Records supplied -
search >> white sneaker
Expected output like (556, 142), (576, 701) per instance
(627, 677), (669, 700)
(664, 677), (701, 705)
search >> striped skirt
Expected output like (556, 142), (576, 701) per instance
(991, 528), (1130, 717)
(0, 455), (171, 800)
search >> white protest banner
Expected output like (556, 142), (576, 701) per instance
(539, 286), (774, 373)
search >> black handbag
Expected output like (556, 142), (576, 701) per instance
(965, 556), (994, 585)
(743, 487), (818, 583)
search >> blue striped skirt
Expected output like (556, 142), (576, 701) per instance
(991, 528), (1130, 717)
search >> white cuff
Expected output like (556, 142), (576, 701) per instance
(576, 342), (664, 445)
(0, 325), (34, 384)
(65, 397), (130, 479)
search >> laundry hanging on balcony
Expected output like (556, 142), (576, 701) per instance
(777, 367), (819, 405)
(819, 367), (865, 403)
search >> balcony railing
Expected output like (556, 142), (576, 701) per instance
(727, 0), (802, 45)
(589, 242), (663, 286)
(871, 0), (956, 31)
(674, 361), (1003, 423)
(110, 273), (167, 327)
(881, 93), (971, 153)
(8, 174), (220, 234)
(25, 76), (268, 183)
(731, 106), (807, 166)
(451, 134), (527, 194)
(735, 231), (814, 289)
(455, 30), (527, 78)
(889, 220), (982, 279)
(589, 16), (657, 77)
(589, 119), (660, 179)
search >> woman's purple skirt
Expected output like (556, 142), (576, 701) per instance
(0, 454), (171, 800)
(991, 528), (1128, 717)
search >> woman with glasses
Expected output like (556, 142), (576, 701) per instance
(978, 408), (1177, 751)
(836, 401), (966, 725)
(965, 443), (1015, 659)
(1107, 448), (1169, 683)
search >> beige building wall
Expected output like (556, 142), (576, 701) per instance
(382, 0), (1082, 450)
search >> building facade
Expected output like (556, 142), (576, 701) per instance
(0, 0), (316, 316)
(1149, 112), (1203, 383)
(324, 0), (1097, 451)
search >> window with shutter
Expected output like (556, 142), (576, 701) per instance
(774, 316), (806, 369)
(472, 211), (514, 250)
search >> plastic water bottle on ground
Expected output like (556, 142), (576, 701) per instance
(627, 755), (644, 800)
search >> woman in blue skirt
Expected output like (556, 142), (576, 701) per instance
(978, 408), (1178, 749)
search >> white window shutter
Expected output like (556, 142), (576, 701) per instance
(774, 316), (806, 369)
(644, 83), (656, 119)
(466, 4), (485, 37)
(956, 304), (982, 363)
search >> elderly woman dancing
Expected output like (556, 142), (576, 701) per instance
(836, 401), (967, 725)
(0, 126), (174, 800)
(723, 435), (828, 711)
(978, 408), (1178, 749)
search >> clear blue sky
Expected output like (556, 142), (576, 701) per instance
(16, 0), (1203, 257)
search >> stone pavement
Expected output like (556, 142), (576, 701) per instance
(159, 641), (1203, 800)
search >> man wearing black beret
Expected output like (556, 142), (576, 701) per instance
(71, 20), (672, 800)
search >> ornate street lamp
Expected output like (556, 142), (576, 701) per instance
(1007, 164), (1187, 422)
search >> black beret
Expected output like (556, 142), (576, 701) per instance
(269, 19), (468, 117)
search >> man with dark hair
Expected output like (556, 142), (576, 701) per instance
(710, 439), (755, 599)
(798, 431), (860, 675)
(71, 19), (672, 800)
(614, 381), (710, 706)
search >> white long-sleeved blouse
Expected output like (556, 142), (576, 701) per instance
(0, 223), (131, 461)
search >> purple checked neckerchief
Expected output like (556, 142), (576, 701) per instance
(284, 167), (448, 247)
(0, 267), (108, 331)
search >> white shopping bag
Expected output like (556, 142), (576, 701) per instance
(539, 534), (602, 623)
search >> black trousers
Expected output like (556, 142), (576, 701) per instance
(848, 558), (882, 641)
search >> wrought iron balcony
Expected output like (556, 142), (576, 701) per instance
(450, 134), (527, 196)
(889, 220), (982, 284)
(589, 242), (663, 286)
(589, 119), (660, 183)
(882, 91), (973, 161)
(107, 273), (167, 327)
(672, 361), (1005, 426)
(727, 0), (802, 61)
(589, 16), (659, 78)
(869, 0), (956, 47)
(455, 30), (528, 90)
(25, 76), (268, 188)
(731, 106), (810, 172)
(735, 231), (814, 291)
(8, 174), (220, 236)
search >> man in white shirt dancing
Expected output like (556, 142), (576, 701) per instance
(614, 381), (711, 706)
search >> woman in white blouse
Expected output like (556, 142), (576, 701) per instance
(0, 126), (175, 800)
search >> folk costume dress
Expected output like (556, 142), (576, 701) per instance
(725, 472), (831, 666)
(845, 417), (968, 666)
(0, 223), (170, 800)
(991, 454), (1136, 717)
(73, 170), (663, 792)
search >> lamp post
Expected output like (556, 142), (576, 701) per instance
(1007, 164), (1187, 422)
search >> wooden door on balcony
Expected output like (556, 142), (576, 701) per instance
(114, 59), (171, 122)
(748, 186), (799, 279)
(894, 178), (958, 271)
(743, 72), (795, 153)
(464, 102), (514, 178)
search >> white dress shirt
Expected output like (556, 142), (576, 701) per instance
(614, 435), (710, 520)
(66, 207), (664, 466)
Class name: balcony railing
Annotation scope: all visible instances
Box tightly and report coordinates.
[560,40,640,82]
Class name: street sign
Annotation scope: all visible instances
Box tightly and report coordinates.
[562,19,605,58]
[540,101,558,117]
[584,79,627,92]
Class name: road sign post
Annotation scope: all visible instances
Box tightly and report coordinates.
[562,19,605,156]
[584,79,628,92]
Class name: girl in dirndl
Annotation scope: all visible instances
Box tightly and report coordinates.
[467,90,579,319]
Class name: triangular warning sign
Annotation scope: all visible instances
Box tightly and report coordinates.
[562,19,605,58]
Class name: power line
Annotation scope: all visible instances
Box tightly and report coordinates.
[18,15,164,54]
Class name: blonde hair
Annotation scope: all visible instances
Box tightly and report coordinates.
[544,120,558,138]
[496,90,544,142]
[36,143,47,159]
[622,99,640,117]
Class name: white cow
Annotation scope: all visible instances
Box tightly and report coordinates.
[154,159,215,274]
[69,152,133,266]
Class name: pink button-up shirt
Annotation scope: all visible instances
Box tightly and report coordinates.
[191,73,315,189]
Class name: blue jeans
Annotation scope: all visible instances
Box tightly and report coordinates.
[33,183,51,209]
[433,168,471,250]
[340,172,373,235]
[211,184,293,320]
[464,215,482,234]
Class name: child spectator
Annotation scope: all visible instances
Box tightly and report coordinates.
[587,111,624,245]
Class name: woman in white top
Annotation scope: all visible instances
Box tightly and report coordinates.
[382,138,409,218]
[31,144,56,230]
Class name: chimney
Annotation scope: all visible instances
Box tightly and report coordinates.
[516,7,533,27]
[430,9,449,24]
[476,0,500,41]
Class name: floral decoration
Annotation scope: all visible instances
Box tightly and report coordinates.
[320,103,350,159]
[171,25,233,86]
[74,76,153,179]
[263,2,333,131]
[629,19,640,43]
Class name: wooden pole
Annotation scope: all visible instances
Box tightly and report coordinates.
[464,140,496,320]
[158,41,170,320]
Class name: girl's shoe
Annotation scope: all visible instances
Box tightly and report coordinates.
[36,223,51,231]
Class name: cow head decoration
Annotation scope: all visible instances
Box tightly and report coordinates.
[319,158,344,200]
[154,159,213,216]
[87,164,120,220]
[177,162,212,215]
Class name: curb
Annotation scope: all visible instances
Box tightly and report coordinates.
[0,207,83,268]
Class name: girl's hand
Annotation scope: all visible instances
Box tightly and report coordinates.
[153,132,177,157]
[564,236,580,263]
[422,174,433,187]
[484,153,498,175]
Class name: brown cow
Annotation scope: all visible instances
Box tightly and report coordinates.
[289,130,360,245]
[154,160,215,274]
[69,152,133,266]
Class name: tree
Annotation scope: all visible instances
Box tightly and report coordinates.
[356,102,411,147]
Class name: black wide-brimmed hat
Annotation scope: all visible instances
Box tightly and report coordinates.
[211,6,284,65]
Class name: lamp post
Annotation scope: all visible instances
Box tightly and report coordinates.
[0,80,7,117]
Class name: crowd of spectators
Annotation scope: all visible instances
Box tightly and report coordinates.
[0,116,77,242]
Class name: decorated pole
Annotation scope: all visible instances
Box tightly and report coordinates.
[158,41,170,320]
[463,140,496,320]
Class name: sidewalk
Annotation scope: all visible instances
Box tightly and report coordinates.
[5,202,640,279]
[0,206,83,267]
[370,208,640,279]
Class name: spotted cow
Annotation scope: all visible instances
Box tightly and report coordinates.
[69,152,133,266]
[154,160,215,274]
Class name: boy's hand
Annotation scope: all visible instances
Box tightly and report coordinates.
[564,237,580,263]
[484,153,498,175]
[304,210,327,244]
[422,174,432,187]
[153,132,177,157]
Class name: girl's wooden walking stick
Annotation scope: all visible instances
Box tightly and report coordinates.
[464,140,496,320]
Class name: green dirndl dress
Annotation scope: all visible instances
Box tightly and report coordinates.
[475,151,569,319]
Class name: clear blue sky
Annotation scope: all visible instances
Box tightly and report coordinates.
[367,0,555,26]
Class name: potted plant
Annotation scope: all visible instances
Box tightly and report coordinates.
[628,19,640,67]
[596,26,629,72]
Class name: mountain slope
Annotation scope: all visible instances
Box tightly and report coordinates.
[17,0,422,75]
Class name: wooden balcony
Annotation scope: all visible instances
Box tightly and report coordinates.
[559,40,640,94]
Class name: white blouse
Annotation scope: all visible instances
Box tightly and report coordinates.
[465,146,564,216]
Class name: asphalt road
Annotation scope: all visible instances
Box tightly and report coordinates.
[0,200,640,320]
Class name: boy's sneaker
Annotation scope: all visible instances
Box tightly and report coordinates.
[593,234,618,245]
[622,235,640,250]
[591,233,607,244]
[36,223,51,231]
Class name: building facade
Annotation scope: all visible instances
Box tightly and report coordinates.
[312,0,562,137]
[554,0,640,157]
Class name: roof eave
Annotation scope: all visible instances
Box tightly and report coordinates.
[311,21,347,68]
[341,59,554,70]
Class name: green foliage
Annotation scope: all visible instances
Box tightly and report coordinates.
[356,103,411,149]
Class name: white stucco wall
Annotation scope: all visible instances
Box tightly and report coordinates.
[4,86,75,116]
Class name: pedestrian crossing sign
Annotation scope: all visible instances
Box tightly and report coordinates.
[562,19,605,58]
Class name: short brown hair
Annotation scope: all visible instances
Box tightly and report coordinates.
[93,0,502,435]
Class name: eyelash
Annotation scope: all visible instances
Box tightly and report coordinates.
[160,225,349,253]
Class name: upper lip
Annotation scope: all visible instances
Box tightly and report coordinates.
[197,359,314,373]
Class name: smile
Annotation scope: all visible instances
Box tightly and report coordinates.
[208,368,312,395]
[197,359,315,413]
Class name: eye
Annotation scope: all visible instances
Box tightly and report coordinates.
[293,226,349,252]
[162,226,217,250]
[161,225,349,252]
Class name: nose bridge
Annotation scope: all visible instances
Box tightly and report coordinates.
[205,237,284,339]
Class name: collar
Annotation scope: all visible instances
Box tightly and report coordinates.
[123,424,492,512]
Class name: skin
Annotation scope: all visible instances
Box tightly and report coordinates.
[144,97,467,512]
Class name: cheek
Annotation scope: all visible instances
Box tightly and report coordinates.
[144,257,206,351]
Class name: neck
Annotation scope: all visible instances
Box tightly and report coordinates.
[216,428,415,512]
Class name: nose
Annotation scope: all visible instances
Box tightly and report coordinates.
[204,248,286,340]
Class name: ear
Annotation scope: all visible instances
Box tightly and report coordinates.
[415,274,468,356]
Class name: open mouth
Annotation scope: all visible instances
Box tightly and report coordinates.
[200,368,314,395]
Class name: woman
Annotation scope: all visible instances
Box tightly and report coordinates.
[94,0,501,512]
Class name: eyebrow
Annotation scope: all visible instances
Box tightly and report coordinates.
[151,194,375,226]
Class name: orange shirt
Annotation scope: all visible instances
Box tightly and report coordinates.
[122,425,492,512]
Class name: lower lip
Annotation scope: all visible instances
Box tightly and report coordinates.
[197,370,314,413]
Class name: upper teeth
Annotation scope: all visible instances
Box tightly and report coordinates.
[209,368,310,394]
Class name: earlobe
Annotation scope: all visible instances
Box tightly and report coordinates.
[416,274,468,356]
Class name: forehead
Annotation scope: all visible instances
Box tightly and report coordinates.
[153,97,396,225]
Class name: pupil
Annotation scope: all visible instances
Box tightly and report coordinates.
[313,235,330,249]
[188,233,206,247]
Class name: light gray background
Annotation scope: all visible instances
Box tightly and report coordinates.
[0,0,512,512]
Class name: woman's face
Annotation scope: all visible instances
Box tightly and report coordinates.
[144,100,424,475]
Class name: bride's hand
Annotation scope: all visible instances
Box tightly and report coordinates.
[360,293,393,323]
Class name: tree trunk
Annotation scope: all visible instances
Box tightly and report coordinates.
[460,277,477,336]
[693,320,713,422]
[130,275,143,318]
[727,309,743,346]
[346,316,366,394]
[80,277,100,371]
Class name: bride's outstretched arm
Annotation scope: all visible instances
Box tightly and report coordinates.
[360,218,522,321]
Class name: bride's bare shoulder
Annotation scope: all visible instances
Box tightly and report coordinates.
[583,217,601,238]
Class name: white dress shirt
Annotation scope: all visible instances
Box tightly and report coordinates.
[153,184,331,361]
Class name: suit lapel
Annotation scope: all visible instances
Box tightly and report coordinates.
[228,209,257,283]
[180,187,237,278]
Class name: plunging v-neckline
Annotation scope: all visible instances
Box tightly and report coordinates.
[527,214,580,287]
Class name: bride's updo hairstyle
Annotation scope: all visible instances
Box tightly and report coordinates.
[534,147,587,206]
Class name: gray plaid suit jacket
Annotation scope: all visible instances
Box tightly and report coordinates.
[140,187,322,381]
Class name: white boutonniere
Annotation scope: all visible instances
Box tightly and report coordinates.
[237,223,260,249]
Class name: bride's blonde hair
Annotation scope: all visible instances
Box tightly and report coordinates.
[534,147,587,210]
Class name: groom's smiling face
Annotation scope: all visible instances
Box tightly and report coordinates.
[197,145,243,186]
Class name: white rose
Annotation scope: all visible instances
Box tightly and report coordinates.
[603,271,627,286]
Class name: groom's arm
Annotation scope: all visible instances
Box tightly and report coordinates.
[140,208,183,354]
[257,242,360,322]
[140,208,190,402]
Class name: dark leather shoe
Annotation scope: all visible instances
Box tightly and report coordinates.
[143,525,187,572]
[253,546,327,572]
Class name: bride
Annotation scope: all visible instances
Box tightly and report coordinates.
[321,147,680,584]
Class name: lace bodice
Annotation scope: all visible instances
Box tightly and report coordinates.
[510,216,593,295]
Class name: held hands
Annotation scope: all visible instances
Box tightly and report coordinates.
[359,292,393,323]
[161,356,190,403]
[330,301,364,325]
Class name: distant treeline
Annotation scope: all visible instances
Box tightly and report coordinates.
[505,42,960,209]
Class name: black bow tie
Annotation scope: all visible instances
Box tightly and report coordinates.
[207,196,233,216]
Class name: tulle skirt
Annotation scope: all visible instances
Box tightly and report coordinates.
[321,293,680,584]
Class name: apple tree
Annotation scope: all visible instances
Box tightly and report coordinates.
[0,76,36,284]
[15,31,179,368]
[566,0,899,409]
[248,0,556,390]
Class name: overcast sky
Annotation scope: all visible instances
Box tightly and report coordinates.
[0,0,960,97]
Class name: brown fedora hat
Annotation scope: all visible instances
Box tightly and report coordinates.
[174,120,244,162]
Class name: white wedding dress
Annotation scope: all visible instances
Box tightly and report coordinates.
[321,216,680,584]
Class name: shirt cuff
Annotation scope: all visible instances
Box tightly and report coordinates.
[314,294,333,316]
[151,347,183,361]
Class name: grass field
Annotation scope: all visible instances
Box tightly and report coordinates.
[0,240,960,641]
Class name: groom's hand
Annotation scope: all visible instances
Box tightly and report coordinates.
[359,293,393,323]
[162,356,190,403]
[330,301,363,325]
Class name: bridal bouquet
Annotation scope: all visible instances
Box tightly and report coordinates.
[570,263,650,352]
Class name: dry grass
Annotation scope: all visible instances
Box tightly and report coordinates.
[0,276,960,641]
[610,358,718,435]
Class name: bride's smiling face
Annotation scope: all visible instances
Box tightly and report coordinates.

Written task -
Rewrite the rows starting at the line that has "Class name: gray plaid suit jacket" and ending after the line that has "[248,0,556,390]", keeping every request line as it is. In the answers, increase each bounding box coordinate by 20.

Expected answer -
Class name: gray plaid suit jacket
Annotation scope: all visible instances
Box tightly and report coordinates.
[160,207,342,401]
Class name: white boutonniere
Annotation scope: all visible instances
Box tightly and report coordinates.
[257,243,280,269]
Class name: bride's blonde hair
Annotation scope: all visible instances
Box tightly and report coordinates.
[554,167,607,230]
Class name: groom's smiling face
Annotation scope: all visible instances
Box tightly and report coordinates.
[217,165,263,206]
Class name: white rose
Annotation scope: all visible instances
Box tightly and report coordinates.
[623,291,647,306]
Class name: groom's arm
Annotation scope: all visible instances
Box tightly and report coordinates.
[160,228,203,374]
[277,262,380,342]
[160,228,210,422]
Class name: dark leather shoe
Annotation scope: all visible instances
Box tightly and report coordinates.
[163,545,207,592]
[273,566,347,592]
Class name: bride
Annotation scope: all visible instances
Box tightly and report coordinates.
[341,167,700,604]
Class name: lace bodice
Annotation scope: all visible instances
Box tightly and report coordinates.
[530,236,613,315]
Class name: held hands
Annotation scope: all visible instances
Box tightly and report coordinates.
[379,312,413,343]
[181,376,210,423]
[350,321,384,345]
Class name: distant treeline
Annotation scope: all visible instances
Box tightly and report coordinates.
[525,62,980,229]
Class name: black bow tie
Annotation scope: all visible instances
Box tightly and report coordinates.
[227,216,253,236]
Class name: tulle skirt
Annotation scope: all visible instances
Box tightly and report coordinates.
[341,313,700,604]
Class name: apple tree
Annotation scope: all visible instances
Box tightly and report coordinates.
[20,96,56,304]
[35,51,199,388]
[586,20,919,429]
[268,20,576,410]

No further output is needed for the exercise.